**EXERCISE BRIEF:**
Write out every line of the rows below word for word, leaving the pictures out.

Rows from a data source:
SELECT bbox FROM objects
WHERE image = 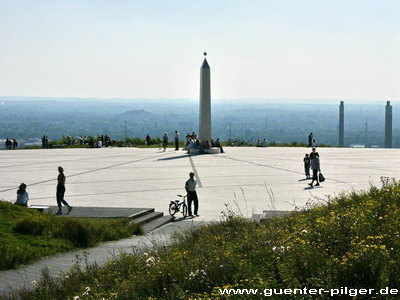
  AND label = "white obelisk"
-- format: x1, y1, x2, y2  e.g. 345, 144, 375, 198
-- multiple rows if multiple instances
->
199, 52, 211, 144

**WRITTEN ANSWER:**
SELECT bbox FROM objects
WHERE image = 
  AND label = "white obelisk"
-- format: x1, y1, x2, y2  e.g. 345, 144, 375, 198
-- multiple rows if multiple instances
->
199, 52, 211, 144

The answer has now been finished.